---------- The records

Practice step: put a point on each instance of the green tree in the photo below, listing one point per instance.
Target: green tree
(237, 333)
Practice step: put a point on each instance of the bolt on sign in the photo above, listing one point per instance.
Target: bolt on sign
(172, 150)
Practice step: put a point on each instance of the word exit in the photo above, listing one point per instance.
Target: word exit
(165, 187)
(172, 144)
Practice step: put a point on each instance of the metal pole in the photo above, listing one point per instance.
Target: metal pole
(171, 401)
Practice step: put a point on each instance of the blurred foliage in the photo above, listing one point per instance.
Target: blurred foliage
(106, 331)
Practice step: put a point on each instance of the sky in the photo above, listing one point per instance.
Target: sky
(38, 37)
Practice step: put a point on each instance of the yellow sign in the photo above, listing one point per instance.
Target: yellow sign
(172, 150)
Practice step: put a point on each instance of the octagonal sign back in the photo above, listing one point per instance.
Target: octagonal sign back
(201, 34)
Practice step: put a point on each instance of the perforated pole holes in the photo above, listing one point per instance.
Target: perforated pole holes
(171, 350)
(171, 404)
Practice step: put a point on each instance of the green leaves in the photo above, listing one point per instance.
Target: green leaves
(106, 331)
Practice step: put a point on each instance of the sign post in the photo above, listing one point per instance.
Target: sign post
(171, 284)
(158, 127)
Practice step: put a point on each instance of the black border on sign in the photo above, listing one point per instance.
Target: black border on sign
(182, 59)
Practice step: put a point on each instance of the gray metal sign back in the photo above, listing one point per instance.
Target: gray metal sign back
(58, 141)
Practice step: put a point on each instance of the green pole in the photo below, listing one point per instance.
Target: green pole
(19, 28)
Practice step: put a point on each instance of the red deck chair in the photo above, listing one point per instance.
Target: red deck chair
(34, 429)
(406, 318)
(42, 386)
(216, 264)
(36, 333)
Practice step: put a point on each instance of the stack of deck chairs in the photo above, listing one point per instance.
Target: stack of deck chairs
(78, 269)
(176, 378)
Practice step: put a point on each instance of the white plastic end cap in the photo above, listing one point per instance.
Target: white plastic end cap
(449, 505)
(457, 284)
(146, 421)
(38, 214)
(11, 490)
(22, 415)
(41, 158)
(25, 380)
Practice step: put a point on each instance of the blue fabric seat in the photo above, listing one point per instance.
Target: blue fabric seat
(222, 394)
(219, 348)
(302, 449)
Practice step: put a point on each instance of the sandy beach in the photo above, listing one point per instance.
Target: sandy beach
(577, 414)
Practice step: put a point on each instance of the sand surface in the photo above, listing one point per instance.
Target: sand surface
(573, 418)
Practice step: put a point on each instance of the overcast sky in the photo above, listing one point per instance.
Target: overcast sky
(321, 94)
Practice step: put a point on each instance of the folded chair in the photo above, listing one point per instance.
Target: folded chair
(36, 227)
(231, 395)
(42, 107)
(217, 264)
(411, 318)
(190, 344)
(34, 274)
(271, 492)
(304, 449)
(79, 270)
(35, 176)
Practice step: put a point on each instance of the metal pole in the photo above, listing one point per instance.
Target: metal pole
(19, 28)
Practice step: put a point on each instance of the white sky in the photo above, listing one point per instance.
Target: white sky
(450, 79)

--------------------

Return all the data exactly as given.

Output of the task:
Practice step: put a point on each instance of the green tree in the photo below, listing one point per instance.
Target: green tree
(237, 333)
Practice step: put a point on each instance of the bolt on sign in the photo above, listing one point per instance.
Target: bolt on sign
(172, 150)
Practice step: put a point on each instance of the word exit in the photo above, listing one point per instance.
Target: word exit
(165, 187)
(172, 144)
Practice step: put a point on each instance of the metal pole in the photo above, listing one point per instance.
Target: metal pole
(171, 401)
Practice step: put a point on each instance of the blurred foliage in the photo above, listing one point per instance.
Target: blurred foliage
(106, 331)
Practice step: put a point on each instance of the sky in the photo above, listing one point per instance.
Target: sky
(38, 37)
Practice step: put a point on each instance of the yellow sign in the photo above, listing one point per instance.
Target: yellow sign
(172, 150)
Practice step: put a point on each instance of the octagonal sign back in the photo above, listing one point per instance.
Target: octagonal sign back
(201, 34)
Practice step: put a point on each instance of the perforated pole holes in the photo above, listing one point per instance.
Target: perforated pole holes
(171, 350)
(171, 404)
Practice step: put a point on each instance of the green leaves in the photo above, listing one point per instance.
Target: green leaves
(106, 331)
Practice step: put a point on each instance of the sign post in the photo above, listing one point per instance.
Target: sign post
(171, 284)
(158, 127)
Practice step: put a point on each instance of the black border on sign in the photo above, listing one point per instance.
Target: black border on sign
(182, 59)
Practice step: put a point on each instance of the gray metal sign back in the photo above, listing one point per instance.
Target: gray metal sign back
(58, 141)
Practice step: put a point on each instance of the green pole in the photo below, listing one point per instance.
Target: green pole
(19, 28)
Practice step: put a point on each instance of the red deck chair in the photo above, listing one point per instance.
Target: red deck chair
(34, 429)
(406, 318)
(42, 386)
(216, 264)
(36, 333)
Practice step: put a point on each instance of the stack of deck chairs in the photo above, listing one point per instance.
Target: stack of deck chairs
(78, 269)
(176, 378)
Practice step: put a point on each instance of the white plastic end cap in the photo above, listing one point per instance.
Target: white plastic end cap
(449, 505)
(457, 284)
(146, 421)
(38, 214)
(11, 490)
(22, 415)
(41, 158)
(25, 380)
Practice step: put a point on each instance of the blue fabric seat in the photo above, listing one point per instance.
Target: blue fabric seat
(222, 394)
(219, 348)
(302, 449)
Practice step: put a point on each instance of the sandy beach in the photo above, listing one point per instance.
Target: sandy beach
(577, 414)
Practice step: put a point on each instance of the sand surface in the photo above, listing one point per instance.
Target: sand surface
(573, 418)
Practice step: put a point on each instance of the overcast sky in the photo above, listing one point per instance.
Target: overcast sky
(321, 94)
Practice step: put a point on each instance of the folded chair in the photo above, listing one point per instance.
Target: folded chair
(36, 227)
(231, 395)
(42, 107)
(217, 264)
(411, 318)
(190, 344)
(34, 274)
(271, 492)
(304, 449)
(79, 270)
(35, 176)
Practice step: put a point on each instance of the metal pole in the photo above, listing one point per instance.
Target: metal pole
(19, 28)
Practice step: put a point on each instance of the white sky in the photo above, listing one point per instance.
Target: white sky
(450, 79)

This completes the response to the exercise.